Items in a dataset:

..............................

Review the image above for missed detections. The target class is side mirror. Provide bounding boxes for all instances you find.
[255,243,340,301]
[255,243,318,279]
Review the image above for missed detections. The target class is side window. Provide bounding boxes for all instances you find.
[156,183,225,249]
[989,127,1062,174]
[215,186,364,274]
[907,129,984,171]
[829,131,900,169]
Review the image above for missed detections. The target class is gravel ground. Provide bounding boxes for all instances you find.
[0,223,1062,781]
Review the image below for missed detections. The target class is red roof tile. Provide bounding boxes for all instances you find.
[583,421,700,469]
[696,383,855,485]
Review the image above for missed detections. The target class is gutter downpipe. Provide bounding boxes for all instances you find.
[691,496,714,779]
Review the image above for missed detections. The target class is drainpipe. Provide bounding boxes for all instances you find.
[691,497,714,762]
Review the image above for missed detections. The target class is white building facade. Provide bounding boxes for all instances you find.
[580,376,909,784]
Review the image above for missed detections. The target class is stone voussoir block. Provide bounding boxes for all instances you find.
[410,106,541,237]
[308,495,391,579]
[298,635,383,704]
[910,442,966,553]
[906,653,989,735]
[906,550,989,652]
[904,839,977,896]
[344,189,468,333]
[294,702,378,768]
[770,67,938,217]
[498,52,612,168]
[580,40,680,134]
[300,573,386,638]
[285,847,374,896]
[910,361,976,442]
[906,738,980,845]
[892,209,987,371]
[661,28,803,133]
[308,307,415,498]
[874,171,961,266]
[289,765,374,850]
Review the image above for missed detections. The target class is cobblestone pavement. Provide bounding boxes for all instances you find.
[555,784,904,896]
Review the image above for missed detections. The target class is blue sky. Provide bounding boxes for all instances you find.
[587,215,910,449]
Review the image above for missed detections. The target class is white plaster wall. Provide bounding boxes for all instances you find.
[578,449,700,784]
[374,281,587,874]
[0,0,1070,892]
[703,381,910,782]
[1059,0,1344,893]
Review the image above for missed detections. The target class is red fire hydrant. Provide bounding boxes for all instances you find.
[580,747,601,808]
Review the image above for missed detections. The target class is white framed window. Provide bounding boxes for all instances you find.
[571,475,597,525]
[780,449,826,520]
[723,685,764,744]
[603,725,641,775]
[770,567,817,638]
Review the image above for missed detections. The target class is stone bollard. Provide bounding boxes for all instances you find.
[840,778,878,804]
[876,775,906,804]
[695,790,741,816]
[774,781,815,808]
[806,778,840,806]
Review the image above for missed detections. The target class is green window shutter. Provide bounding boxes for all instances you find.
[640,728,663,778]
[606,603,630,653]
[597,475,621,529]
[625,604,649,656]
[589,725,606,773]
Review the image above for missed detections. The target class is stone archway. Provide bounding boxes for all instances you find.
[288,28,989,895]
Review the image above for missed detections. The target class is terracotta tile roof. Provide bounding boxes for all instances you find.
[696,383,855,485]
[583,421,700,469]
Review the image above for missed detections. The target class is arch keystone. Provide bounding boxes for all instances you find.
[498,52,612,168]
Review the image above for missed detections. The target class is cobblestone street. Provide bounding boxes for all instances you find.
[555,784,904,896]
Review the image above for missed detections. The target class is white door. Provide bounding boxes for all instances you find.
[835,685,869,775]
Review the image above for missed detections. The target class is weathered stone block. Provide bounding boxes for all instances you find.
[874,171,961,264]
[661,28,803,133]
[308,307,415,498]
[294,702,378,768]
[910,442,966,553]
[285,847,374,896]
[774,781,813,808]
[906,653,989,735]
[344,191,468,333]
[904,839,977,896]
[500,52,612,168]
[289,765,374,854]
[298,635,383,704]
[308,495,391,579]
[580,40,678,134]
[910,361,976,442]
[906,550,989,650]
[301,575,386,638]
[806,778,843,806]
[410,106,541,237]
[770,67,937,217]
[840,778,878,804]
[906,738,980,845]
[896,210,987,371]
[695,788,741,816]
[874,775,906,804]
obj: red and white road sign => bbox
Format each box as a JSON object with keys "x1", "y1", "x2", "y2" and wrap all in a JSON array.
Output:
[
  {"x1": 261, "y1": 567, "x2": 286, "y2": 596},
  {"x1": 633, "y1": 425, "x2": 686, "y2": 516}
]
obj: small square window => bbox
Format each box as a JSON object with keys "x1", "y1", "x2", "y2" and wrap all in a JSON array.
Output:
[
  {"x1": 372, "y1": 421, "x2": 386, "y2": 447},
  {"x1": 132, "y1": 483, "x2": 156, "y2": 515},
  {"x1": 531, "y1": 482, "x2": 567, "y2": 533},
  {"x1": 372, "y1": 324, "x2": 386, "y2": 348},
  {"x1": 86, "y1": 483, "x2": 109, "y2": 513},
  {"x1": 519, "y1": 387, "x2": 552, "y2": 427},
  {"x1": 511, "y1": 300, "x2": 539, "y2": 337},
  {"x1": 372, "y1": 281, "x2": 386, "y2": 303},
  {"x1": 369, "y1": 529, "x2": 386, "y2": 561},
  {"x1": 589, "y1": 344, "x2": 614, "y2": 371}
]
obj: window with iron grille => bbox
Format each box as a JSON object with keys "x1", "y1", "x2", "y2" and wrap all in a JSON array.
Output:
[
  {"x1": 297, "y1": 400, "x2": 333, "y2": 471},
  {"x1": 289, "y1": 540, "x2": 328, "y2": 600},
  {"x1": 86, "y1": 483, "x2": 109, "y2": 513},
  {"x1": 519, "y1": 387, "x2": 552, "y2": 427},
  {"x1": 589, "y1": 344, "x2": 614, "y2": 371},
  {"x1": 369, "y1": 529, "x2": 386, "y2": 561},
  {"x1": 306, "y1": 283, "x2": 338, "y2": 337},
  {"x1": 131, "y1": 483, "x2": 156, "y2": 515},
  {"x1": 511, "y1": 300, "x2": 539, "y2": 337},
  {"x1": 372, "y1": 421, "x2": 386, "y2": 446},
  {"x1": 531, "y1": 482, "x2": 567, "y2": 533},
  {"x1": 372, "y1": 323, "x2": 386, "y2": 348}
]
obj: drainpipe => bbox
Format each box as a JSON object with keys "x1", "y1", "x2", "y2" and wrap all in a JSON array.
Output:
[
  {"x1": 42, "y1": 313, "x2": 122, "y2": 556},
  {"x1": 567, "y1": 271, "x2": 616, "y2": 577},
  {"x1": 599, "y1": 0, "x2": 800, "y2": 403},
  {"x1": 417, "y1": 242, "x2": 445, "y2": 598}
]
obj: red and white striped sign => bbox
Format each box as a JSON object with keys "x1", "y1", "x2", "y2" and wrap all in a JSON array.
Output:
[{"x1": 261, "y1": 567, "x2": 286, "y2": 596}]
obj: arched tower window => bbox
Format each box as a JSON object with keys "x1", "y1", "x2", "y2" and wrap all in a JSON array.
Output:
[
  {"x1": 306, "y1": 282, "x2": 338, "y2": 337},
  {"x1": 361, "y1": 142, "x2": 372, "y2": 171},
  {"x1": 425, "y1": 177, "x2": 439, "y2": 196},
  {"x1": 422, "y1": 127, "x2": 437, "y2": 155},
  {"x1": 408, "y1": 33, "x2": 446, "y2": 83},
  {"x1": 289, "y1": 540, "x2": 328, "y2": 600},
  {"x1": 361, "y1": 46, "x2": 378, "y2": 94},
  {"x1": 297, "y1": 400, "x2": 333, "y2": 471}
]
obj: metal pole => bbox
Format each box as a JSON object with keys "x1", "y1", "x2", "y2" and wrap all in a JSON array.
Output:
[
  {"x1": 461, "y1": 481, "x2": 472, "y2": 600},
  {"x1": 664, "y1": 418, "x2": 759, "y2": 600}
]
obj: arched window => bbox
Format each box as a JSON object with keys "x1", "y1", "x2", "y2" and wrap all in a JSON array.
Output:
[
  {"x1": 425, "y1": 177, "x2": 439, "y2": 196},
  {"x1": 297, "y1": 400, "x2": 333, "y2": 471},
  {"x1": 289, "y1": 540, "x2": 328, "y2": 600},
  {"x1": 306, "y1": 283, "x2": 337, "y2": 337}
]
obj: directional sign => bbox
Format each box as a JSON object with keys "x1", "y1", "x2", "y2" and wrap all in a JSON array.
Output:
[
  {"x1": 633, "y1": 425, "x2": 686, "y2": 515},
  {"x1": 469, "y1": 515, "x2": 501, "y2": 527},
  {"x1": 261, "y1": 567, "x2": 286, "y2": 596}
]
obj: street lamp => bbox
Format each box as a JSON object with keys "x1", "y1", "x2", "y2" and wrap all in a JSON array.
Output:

..............................

## The task
Reproduce verbatim every line starting with the one containing "obj: directional sign => bbox" and continuing through the last line of the items above, including both of those lines.

## Reply to the exercise
obj: directional sign => bbox
Format each box as a JSON object with keys "x1", "y1", "x2", "y2" and wrap all in a JSON array.
Output:
[
  {"x1": 633, "y1": 425, "x2": 686, "y2": 515},
  {"x1": 469, "y1": 515, "x2": 501, "y2": 527},
  {"x1": 261, "y1": 567, "x2": 286, "y2": 596}
]
obj: street lamp => bbox
Format each box as a JSON object with keys "x1", "y1", "x2", "y2" and wrap all in a JSON array.
Output:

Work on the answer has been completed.